Task:
Only the lines from the one with "the red cord" onward are wanted, through the last line of the entries, set down exactly.

___ The input ___

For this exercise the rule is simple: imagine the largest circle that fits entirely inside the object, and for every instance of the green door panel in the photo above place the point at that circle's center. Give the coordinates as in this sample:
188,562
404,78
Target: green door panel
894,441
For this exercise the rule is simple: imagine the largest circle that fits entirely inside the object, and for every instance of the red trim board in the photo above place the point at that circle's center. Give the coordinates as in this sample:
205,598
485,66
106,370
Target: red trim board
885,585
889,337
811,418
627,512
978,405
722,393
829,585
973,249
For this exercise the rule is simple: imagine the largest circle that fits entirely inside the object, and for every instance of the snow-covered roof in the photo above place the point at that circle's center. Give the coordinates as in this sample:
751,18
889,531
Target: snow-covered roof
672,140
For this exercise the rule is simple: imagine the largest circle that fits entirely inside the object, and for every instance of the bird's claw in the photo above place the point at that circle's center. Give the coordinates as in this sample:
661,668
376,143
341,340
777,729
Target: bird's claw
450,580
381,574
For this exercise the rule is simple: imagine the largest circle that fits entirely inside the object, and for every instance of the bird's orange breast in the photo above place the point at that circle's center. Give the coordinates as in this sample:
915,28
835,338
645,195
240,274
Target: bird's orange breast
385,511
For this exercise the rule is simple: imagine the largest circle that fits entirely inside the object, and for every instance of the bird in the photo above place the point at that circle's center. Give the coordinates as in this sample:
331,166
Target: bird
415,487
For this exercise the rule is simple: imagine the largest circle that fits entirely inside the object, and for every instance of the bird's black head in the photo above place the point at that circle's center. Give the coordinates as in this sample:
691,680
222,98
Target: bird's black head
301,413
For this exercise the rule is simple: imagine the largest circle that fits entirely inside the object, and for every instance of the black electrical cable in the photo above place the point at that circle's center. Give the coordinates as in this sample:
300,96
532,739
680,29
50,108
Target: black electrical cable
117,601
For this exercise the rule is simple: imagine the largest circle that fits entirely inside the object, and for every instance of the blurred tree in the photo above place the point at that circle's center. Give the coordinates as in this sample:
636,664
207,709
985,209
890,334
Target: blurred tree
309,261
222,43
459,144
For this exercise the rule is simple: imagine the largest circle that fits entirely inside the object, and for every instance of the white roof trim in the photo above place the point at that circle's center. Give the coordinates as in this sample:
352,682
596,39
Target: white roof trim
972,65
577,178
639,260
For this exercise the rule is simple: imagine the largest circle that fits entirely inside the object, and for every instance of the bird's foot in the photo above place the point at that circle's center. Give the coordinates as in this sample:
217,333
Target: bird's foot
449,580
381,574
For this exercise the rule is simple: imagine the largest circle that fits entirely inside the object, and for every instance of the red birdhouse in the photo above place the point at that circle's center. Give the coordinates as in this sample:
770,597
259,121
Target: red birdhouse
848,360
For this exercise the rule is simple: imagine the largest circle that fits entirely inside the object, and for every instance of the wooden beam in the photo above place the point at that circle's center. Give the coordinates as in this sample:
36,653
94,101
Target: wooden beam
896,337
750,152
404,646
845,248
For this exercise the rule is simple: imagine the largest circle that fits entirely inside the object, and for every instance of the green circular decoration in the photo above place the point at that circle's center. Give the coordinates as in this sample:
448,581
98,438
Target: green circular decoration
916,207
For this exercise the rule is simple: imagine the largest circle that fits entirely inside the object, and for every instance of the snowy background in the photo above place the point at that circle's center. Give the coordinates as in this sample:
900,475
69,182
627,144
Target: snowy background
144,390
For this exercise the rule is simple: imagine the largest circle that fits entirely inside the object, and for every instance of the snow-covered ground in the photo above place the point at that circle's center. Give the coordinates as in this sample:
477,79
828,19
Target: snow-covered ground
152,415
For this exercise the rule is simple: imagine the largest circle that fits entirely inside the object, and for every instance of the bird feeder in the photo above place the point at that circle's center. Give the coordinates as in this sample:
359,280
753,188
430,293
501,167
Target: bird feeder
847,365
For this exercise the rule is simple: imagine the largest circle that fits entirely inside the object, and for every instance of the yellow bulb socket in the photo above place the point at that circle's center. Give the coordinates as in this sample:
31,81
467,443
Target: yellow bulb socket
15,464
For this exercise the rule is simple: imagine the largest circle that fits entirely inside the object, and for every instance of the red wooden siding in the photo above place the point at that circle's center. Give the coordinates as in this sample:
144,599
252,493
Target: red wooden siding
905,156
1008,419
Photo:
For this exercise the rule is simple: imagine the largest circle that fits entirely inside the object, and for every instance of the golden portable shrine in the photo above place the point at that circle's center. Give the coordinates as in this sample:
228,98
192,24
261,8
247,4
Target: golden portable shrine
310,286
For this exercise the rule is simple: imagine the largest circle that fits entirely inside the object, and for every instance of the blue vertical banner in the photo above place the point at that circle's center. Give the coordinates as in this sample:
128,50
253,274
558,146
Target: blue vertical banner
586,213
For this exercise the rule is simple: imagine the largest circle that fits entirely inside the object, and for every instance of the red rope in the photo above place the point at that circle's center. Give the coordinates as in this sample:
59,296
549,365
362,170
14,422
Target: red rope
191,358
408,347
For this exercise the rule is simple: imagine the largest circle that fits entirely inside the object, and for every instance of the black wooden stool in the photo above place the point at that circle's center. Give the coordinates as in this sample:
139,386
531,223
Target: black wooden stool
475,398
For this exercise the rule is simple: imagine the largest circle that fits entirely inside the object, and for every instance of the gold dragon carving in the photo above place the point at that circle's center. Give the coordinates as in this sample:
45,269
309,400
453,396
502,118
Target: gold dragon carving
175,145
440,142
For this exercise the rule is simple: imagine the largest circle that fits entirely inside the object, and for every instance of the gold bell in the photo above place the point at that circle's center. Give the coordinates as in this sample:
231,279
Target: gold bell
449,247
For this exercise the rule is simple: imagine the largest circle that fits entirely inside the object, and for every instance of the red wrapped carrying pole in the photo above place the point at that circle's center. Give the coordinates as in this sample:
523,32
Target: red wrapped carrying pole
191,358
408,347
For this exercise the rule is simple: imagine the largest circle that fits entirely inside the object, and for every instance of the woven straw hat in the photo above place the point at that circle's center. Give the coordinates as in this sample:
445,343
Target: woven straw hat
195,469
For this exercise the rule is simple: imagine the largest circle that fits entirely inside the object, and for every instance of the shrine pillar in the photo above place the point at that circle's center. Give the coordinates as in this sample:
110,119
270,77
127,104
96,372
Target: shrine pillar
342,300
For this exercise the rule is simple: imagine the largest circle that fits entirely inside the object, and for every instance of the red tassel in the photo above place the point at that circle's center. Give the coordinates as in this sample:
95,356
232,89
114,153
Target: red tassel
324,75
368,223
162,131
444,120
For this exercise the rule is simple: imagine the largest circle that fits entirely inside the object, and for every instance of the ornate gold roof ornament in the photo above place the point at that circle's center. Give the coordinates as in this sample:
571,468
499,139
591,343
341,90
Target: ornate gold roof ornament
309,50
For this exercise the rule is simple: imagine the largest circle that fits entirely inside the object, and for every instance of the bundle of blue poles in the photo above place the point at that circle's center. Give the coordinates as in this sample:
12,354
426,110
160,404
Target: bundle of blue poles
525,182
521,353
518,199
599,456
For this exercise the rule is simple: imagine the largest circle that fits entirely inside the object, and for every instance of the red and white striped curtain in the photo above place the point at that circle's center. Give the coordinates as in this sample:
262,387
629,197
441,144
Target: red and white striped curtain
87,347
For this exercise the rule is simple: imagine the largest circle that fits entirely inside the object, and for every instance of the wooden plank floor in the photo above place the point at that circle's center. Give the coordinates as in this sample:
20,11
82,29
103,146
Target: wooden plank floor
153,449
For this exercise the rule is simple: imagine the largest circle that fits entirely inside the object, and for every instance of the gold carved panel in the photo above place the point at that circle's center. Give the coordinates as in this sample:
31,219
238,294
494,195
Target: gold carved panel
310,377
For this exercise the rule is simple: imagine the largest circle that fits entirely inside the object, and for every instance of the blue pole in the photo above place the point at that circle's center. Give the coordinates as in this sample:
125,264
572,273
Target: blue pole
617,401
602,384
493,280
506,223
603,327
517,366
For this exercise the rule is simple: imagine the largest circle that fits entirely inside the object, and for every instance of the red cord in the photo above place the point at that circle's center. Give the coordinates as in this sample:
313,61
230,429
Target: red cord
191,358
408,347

___

Written answer:
For this exercise the rule is simple: imagine the largest circle that fits entirely inside the object, and for every instance of the red cord in the photo above place the point at that circle's center. Give the coordinates as in this sample:
313,61
230,429
Target: red cord
191,358
408,347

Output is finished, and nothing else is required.